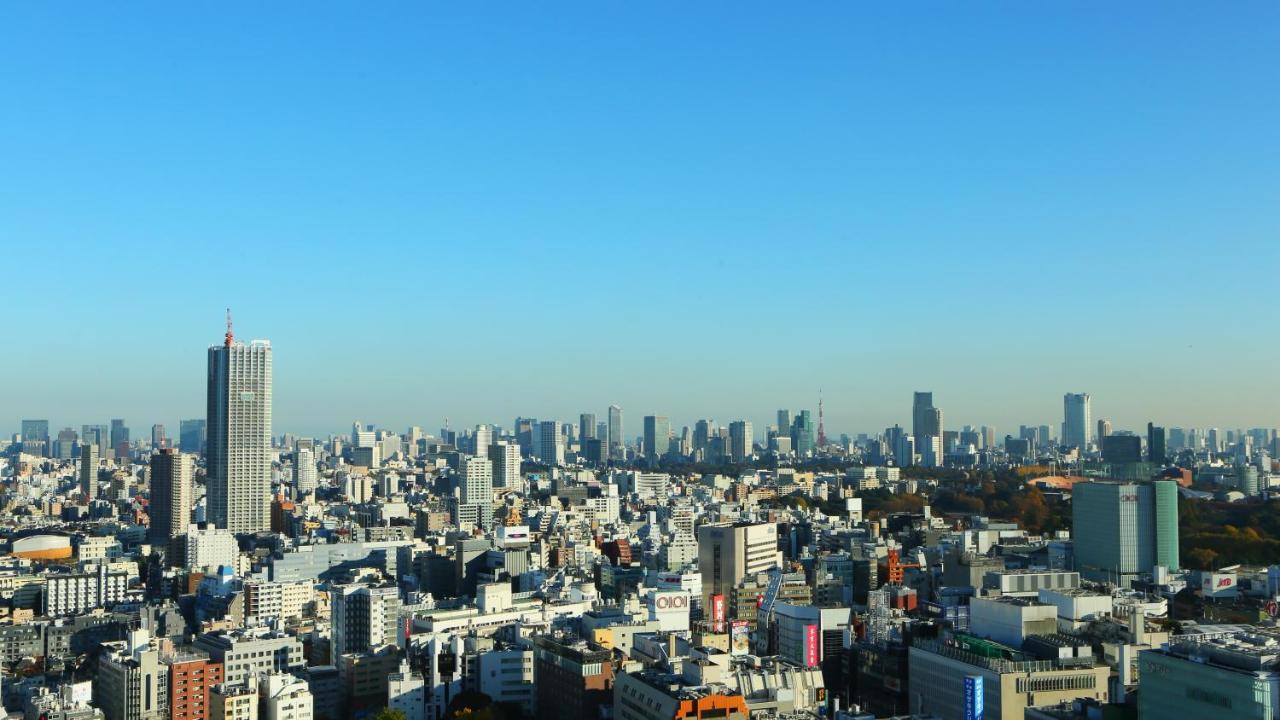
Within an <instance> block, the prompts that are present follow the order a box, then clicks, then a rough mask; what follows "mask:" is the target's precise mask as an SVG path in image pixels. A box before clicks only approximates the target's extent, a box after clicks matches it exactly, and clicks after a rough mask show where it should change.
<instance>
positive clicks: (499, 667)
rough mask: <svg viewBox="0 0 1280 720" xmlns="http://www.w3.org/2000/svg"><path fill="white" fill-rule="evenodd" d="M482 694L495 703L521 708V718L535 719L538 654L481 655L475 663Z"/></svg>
mask: <svg viewBox="0 0 1280 720" xmlns="http://www.w3.org/2000/svg"><path fill="white" fill-rule="evenodd" d="M475 666H476V670H477V673H476V676H477V678H479V680H480V688H479V689H480V692H481V693H484V694H486V696H489V697H490V698H493V701H494V702H495V703H502V705H504V706H507V707H516V708H520V716H521V717H532V716H534V651H532V650H531V648H529V647H512V648H504V650H490V651H488V652H481V653H480V655H477V656H476V660H475Z"/></svg>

Your task — Provide the listing above once more, exactly, with the pictures removed.

Result —
Within an <instance> block, the prompts that are present follow the order a box, then clicks, then a rough mask; what follows "mask:" is the target's precise mask as an SVG path in image pixels. A box before clicks only approximates the target's extent, a box after clicks matches it exactly, and clicks after a rough mask show where it should change.
<instance>
positive clicks: (499, 667)
rough mask: <svg viewBox="0 0 1280 720" xmlns="http://www.w3.org/2000/svg"><path fill="white" fill-rule="evenodd" d="M482 694L495 703L521 708V718L535 719L538 654L481 655L475 663Z"/></svg>
mask: <svg viewBox="0 0 1280 720" xmlns="http://www.w3.org/2000/svg"><path fill="white" fill-rule="evenodd" d="M475 666H476V670H477V673H476V676H477V678H479V680H480V688H479V689H480V692H481V693H484V694H486V696H489V697H490V698H493V701H494V702H495V703H502V705H504V706H507V707H516V708H520V716H521V717H532V716H534V651H532V650H531V648H529V647H512V648H504V650H490V651H488V652H481V653H480V655H477V656H476V660H475Z"/></svg>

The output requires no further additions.